** start EXTRACTED DATA **

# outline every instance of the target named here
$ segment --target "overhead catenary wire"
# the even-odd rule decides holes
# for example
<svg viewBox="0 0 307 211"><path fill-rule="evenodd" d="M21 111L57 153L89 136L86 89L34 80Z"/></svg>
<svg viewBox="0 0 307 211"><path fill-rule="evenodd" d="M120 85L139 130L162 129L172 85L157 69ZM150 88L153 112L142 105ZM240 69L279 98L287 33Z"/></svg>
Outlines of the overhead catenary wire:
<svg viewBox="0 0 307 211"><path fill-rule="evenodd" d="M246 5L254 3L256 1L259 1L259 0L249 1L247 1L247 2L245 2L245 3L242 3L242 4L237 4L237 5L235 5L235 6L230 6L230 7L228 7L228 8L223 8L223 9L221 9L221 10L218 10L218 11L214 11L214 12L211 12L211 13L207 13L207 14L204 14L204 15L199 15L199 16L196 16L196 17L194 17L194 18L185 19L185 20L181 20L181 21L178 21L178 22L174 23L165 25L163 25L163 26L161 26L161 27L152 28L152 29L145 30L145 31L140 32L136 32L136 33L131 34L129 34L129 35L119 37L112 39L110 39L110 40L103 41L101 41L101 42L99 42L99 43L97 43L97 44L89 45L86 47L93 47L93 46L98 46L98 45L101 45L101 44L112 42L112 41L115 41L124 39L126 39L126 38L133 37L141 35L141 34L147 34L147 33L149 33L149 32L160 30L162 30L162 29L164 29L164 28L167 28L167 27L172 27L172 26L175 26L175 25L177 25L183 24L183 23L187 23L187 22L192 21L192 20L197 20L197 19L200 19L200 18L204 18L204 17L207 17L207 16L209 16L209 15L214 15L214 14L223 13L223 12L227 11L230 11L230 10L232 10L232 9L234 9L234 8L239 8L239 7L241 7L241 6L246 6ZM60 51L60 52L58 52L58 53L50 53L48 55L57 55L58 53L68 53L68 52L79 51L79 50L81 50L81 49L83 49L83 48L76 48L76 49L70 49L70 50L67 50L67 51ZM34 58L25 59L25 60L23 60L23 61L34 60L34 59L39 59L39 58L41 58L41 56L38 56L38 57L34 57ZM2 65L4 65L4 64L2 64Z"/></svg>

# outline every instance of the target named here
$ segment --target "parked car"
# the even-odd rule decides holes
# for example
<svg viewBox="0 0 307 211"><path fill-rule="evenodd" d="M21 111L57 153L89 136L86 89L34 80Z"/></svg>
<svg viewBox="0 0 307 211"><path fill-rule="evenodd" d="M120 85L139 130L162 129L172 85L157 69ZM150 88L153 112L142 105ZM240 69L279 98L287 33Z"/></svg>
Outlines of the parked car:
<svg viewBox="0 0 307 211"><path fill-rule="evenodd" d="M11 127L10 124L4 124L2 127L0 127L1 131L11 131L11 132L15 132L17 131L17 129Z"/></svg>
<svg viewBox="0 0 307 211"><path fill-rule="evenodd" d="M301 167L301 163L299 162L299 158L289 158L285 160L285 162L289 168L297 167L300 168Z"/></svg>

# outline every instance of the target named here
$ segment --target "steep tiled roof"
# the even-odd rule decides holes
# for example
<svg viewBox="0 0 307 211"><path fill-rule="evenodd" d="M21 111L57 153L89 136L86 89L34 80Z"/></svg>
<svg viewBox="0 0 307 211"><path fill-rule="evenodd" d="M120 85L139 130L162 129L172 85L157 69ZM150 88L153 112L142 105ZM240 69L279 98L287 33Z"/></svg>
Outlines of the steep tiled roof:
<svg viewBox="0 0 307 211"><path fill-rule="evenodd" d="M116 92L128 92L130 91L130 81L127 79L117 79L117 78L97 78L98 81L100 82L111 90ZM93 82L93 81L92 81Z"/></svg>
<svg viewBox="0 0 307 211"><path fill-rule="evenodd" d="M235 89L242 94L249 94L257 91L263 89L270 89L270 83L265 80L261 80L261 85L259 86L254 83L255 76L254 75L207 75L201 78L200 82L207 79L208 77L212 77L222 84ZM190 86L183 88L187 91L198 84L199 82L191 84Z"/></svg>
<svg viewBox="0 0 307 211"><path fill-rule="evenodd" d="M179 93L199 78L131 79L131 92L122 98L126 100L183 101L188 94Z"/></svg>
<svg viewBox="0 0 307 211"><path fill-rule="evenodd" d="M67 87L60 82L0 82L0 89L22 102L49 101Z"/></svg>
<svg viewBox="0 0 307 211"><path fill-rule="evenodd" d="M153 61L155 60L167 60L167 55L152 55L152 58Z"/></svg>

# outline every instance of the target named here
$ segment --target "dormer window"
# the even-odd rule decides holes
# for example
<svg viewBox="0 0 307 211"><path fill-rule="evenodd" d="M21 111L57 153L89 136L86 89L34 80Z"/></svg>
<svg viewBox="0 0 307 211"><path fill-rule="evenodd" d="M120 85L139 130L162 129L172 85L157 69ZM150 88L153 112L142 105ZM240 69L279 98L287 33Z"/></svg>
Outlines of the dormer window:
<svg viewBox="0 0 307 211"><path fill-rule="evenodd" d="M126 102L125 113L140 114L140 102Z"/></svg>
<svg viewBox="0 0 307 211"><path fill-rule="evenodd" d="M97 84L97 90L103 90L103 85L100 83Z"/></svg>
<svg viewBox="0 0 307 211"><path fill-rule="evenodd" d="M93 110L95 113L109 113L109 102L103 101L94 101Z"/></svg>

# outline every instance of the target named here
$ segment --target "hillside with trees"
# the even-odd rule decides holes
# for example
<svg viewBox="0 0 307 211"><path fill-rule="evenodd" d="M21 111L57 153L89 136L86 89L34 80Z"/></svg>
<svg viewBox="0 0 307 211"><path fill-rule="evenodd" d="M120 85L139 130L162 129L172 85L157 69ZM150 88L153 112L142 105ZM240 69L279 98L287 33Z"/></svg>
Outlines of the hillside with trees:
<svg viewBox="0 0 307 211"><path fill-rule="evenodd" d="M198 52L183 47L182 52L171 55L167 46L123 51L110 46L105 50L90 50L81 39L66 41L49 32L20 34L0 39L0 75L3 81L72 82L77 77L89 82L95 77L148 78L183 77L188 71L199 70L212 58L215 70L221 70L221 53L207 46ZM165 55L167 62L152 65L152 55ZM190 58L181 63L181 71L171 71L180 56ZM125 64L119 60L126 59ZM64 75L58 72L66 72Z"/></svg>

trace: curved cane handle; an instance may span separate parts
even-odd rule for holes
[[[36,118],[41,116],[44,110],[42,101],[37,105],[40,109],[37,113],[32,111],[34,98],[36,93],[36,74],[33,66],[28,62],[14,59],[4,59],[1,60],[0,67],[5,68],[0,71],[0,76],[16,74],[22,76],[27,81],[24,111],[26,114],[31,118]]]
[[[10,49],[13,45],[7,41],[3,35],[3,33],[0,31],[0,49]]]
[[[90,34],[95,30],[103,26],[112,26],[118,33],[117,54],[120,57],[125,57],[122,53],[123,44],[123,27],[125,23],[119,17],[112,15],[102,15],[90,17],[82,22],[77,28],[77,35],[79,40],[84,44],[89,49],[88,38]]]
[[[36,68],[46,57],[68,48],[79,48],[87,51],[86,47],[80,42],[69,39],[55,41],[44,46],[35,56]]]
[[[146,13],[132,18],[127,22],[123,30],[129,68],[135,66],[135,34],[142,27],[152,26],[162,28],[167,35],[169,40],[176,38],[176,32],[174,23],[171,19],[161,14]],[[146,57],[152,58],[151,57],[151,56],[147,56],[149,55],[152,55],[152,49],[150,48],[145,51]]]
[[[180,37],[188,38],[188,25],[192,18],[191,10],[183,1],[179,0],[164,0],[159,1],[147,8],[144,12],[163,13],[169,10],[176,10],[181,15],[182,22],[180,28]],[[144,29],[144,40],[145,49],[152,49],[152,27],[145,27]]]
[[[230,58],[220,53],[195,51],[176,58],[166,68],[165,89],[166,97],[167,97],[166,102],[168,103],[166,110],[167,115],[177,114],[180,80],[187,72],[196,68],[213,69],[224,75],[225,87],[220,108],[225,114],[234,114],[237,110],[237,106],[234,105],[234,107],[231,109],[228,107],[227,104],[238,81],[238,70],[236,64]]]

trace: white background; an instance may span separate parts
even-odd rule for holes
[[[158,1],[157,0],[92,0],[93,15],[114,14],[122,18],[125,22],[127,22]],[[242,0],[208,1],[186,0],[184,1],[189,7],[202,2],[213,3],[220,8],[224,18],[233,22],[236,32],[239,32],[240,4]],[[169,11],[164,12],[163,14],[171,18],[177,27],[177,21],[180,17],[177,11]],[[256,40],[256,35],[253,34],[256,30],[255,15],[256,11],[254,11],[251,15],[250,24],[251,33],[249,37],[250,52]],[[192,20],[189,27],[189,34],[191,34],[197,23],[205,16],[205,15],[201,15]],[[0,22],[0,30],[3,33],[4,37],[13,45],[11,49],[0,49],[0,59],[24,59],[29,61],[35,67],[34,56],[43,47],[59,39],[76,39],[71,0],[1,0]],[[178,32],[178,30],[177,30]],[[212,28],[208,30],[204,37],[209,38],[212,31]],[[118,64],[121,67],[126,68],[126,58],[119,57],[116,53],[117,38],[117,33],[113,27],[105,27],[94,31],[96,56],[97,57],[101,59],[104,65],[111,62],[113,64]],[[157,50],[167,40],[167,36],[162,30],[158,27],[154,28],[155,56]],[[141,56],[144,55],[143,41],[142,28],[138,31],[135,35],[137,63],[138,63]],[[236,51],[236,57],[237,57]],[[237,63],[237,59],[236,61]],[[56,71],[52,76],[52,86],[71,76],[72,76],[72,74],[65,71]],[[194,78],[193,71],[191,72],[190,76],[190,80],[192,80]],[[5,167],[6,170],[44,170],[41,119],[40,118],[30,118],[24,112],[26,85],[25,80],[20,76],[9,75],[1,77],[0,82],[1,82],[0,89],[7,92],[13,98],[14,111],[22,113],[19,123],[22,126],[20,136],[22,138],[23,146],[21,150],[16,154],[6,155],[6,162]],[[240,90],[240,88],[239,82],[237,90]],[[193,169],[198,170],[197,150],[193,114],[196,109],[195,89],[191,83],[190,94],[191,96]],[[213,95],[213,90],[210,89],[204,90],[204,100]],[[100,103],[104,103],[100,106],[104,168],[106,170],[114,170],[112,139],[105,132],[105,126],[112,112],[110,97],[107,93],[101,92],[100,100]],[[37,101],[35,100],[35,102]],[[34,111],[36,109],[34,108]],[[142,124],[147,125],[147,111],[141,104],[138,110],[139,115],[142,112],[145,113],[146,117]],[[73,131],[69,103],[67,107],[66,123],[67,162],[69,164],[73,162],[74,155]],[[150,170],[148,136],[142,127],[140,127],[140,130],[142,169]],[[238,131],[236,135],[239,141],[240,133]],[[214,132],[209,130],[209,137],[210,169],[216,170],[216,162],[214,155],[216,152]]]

** end EXTRACTED DATA **
** start EXTRACTED DATA **

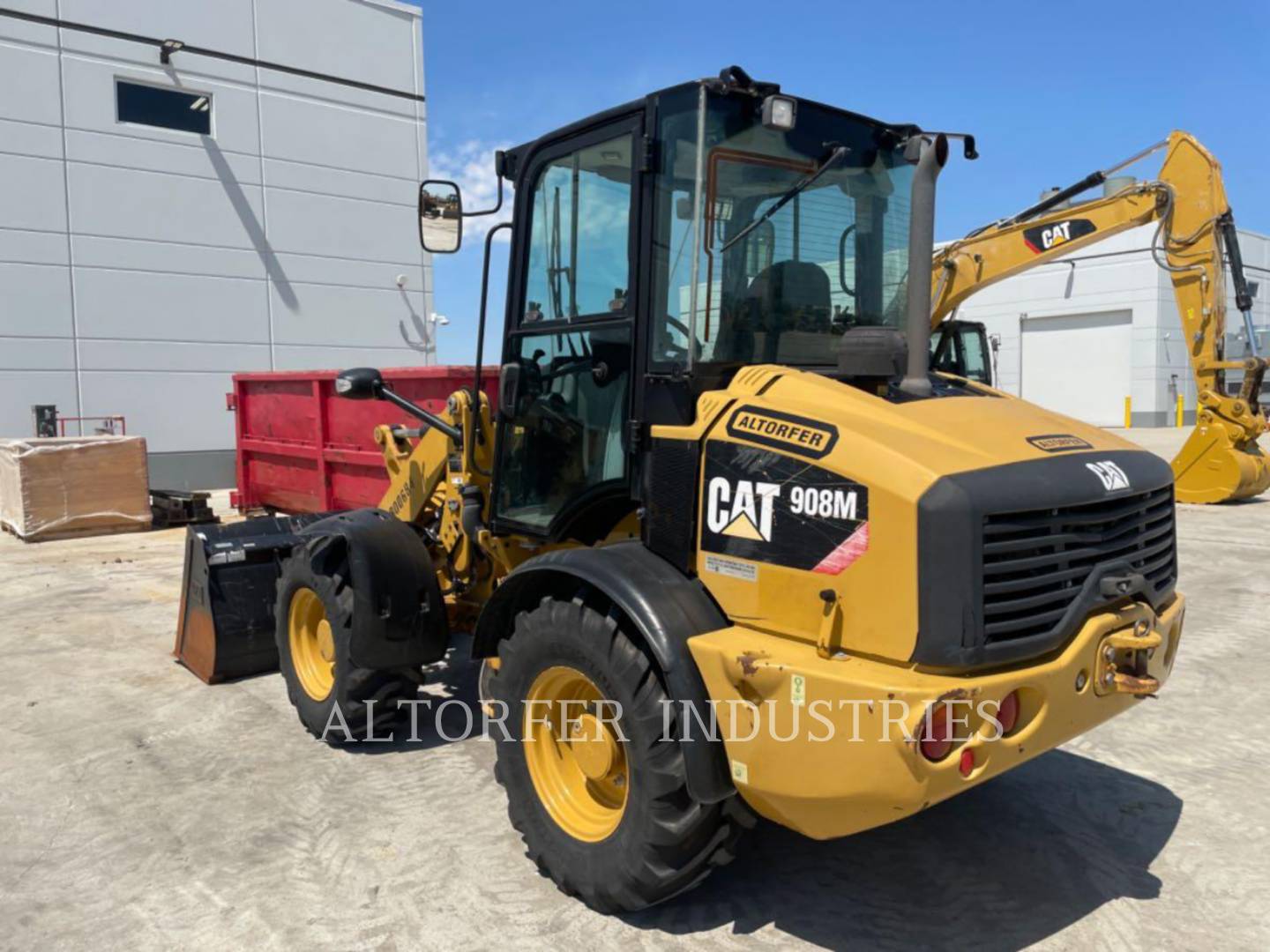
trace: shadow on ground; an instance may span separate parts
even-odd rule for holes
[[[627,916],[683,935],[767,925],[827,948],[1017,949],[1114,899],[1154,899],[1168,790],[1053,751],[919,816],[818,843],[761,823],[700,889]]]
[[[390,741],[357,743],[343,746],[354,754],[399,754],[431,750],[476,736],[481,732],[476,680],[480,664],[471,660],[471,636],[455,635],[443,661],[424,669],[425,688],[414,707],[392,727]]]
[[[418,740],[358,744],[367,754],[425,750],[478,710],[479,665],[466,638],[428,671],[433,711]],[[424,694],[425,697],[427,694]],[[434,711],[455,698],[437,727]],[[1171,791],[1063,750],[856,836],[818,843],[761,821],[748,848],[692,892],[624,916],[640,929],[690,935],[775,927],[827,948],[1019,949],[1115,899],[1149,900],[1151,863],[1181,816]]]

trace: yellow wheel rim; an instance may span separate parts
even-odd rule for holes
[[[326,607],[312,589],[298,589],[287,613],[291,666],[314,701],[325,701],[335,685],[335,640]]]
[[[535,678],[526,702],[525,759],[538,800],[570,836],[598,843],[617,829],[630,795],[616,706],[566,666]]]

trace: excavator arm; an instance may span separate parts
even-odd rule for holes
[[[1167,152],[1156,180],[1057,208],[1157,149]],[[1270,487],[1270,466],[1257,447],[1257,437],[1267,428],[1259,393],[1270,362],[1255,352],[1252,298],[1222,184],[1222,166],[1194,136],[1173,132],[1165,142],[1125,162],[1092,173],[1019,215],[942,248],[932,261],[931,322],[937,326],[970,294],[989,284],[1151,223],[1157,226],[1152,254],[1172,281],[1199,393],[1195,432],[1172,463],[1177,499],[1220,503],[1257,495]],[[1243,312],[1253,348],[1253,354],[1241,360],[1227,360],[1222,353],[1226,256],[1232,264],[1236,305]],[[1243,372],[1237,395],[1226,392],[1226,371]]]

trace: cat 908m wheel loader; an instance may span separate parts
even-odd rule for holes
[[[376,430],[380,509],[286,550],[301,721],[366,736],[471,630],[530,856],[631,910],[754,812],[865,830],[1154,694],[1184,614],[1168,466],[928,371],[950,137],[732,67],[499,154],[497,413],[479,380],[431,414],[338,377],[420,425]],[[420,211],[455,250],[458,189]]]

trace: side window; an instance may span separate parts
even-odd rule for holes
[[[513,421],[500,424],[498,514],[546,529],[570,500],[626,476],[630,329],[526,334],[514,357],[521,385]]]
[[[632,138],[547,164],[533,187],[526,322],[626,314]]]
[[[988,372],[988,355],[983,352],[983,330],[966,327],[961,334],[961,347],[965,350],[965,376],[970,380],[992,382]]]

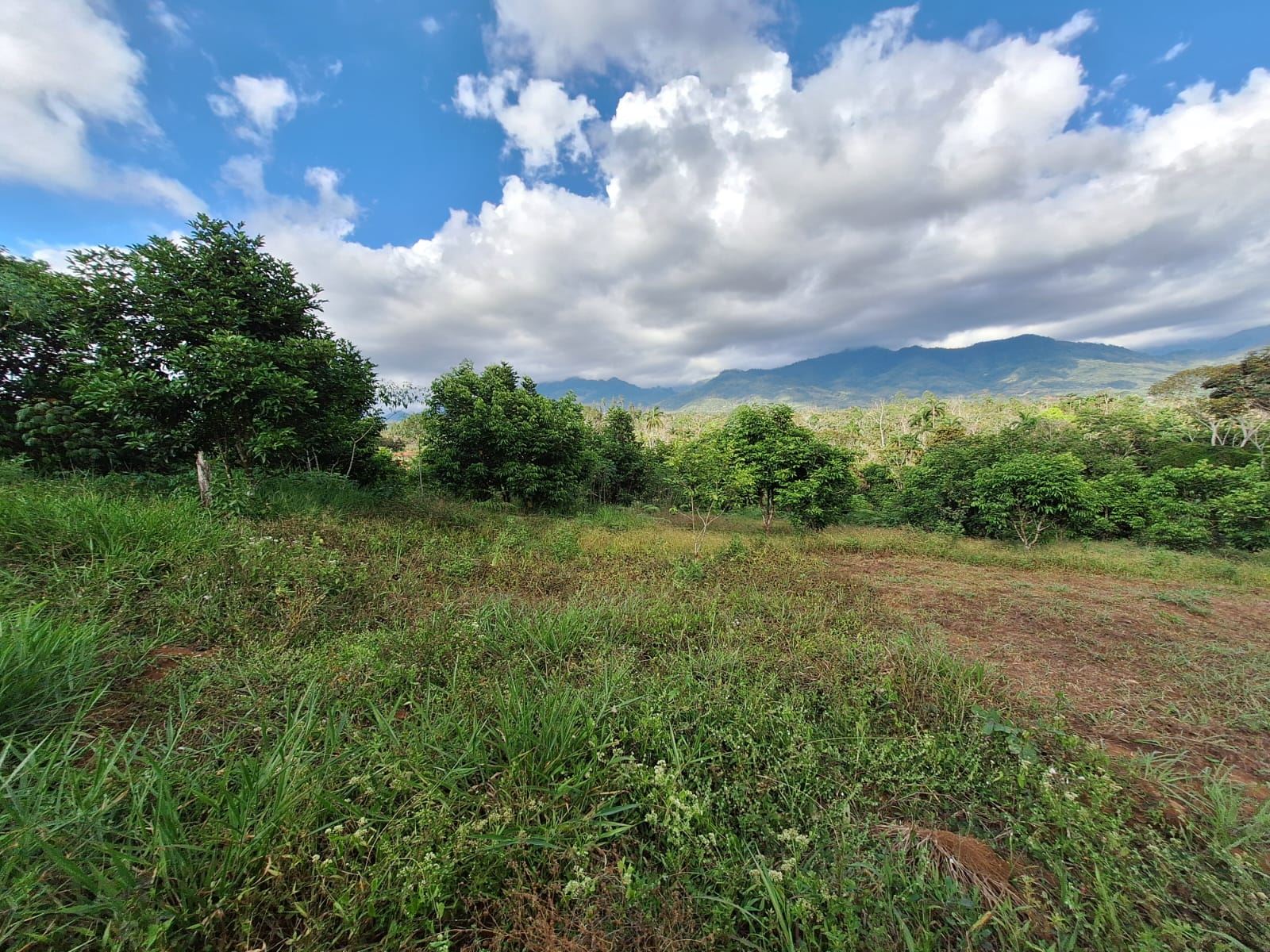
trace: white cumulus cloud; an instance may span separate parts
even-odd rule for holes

** end EXTRACTED DATA **
** start EXTRACTED DATA **

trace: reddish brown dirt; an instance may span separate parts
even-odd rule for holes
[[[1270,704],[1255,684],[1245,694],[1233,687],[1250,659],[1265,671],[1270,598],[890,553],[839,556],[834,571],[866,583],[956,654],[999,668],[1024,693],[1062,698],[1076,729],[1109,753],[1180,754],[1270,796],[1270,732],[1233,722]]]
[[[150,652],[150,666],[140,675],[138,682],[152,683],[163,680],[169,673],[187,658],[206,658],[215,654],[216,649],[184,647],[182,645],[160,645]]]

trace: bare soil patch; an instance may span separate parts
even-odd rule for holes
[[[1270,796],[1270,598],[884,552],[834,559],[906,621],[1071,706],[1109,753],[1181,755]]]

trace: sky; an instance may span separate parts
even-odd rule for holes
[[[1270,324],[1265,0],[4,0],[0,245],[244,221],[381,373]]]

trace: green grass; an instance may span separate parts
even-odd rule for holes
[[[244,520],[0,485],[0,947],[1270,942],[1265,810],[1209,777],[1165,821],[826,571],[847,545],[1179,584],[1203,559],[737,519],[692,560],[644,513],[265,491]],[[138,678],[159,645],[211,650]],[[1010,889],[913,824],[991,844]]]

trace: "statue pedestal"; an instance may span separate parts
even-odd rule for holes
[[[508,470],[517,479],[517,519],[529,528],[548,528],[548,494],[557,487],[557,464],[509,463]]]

** end EXTRACTED DATA **

**TASK DIRECTIONS**
Pick out every line above that contains the word "parked" and copy each one. Case counts.

**EXERCISE SOLUTION**
$ segment --target "parked car"
Outlines of the parked car:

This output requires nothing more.